(Stored dataset items)
-=-=-
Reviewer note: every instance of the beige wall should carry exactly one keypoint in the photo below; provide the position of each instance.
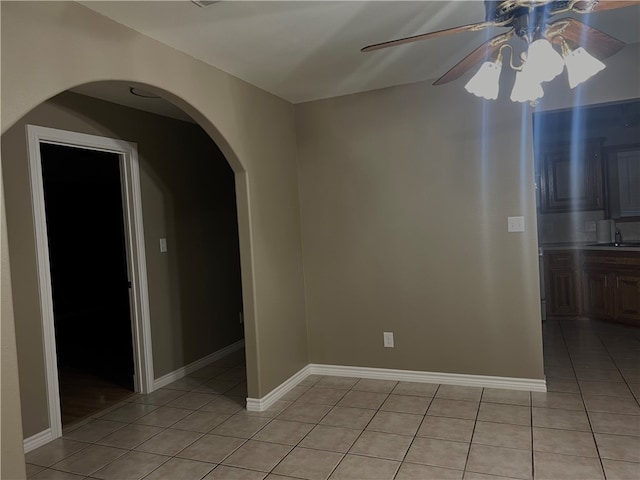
(49, 47)
(405, 194)
(12, 456)
(188, 197)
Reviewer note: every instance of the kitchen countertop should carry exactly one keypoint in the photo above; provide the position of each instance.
(589, 246)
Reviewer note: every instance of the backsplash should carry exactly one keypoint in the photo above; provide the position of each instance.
(579, 227)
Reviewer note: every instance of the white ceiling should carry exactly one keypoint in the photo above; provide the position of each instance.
(307, 50)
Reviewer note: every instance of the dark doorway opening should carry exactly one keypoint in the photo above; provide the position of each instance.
(88, 260)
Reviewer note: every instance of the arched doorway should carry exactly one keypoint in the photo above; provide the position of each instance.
(177, 209)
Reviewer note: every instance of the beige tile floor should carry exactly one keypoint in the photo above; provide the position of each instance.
(587, 426)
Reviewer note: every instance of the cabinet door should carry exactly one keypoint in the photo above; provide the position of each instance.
(598, 301)
(562, 292)
(571, 177)
(627, 298)
(623, 181)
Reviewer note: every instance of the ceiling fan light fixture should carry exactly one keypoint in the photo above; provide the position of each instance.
(486, 82)
(543, 61)
(526, 88)
(581, 66)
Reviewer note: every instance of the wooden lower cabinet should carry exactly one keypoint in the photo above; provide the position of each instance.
(564, 293)
(612, 286)
(627, 298)
(598, 301)
(562, 283)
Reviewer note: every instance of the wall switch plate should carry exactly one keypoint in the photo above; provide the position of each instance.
(515, 224)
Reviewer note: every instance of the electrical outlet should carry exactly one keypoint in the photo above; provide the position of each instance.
(515, 224)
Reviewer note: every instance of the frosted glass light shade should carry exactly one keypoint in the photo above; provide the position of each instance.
(485, 83)
(581, 66)
(543, 61)
(526, 88)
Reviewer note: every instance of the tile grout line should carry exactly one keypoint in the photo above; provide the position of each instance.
(593, 436)
(416, 434)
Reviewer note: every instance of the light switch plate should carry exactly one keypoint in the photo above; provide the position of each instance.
(515, 224)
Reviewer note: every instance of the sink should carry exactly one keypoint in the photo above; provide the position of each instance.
(613, 244)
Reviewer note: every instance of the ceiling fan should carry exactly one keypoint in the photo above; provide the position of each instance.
(531, 21)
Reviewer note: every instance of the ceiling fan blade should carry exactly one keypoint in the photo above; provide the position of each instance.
(424, 36)
(480, 54)
(599, 44)
(583, 7)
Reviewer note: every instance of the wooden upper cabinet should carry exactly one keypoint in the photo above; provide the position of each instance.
(622, 171)
(571, 177)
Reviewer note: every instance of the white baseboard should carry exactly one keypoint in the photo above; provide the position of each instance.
(38, 440)
(511, 383)
(198, 364)
(486, 381)
(261, 404)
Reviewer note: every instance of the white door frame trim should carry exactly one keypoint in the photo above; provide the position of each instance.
(132, 209)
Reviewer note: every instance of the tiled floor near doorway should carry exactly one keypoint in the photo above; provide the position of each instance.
(586, 427)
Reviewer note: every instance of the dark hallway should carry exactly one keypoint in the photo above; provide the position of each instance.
(88, 262)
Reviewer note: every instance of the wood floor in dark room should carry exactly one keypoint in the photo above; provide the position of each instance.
(83, 394)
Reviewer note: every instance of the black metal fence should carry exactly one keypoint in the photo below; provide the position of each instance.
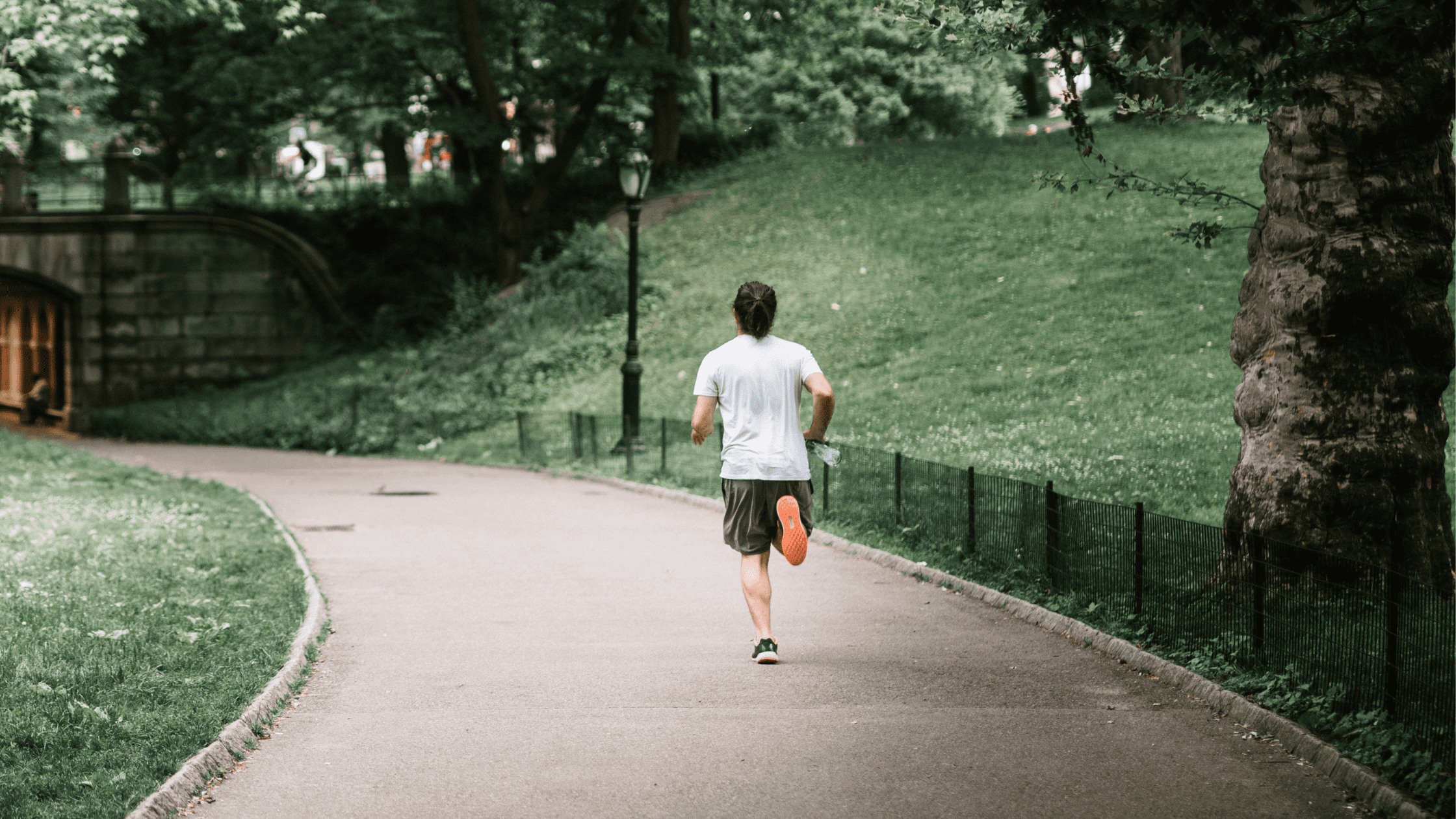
(1381, 639)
-=-=-
_BRIEF_.
Copy all of the material above word for word, leaving out the pictures.

_RESPONSE TO THE TASK_.
Reviewer note: every instance of the beige wall should carry exactly one keypoint in the photo below; provide the position of each instance.
(49, 47)
(405, 194)
(12, 456)
(188, 197)
Reviewer note: every instance of the kitchen countertop should carry exactly one keypoint in the photo above; provide the position of each instance.
(589, 246)
Reviewer note: every instance of the backsplash should carry exactly one keypoint in the photo above; provide the position of each instance.
(579, 227)
Reviewer note: every instance of the white ceiling should carry exactly one keypoint in the photo above; provide the position of each instance.
(307, 50)
Reviewer note: every instance of the dark doorway opening should carry exactly one keypoint in the photo above; provide the position of each instance.
(88, 260)
Reviewer note: every instance of the arched doorway should carry exactly one keypoint in the photo above; provide the position of each instance.
(177, 209)
Reviewer note: every instance of the beige tile floor should carry exactly one keypoint in the photo above; provide the position of each instance.
(587, 426)
Reviewer note: every instance of the cabinet door should carry exactly one keypoint in the photo above; provide the position of each instance.
(598, 301)
(562, 292)
(571, 177)
(627, 298)
(623, 181)
Reviewer note: every instance of the ceiling fan light fixture should carry exactly one keypoint in the photo above; provide the position of each instance.
(486, 82)
(543, 61)
(526, 88)
(581, 66)
Reviewer note: every instance of the wooden lower cabinet should carry exactly one keypoint in the photo above; provide the position of each instance.
(564, 293)
(612, 286)
(627, 298)
(598, 301)
(562, 283)
Reviewer note: every instance of the wall switch plate should carry exactly one keypoint in the photo above; provide the position of each instance.
(515, 224)
Reviewer note: every instance of the electrical outlet should carry exactly one keypoint in the photo above; provide the position of each instance.
(515, 224)
Reviewer note: every instance of the frosted glass light shade should carry exactly one keypoint in the photo above; provide the position of each instance.
(485, 83)
(581, 66)
(543, 61)
(526, 88)
Reviewer note: every instance of the tile grout line should carry exactly one keypoint in the photo above; provide the position of each instance.
(593, 436)
(416, 434)
Reviewer note: every instance of the light switch plate should carry exactly one keypoint in the photo above; provide the position of each instance.
(515, 224)
Reviewer note: every instance of the sink should carry exactly one keypoint in the photo above; provide the position of each instance.
(613, 244)
Reviewer note: every instance of the ceiling fan should carry exactly one keypoint in the photo above; provide the position of each instance.
(531, 21)
Reviewer note: every instance of the ceiling fan blade should carry exactly one keypoint in the photo above; provide the position of each instance.
(424, 36)
(480, 54)
(599, 44)
(583, 7)
Reviewer note: every instance of the wooden upper cabinet should carry exactly one keypoint in the photo above; provide the position of each instance.
(622, 171)
(571, 177)
Reviewer note: every instance of the white baseboard should carry exactly one keypoint in the photo above; provide the position of each instance.
(38, 440)
(511, 383)
(198, 364)
(486, 381)
(261, 404)
Reviewer note: every instance of the white door frame trim should carry exactly one keypoint in the photo above; provide the position of each instance.
(132, 209)
Reviewer note: every instance of the tiled floor near doorway should carry exactly one keypoint in the photo above; provide the position of each instance.
(586, 427)
Reviewer note: every instance of the dark hallway should carry exactly one keypoint in the photo above; provide the position of each instance.
(88, 262)
Reviewer note: every instance of the wood floor in dark room should carry exactly one keypoint in the photo above; provide the position of each instance.
(83, 394)
Reviewer note: every instance of the black metal fence should carry exactly one keypoint in the photo below; provide the position of each instance.
(1381, 639)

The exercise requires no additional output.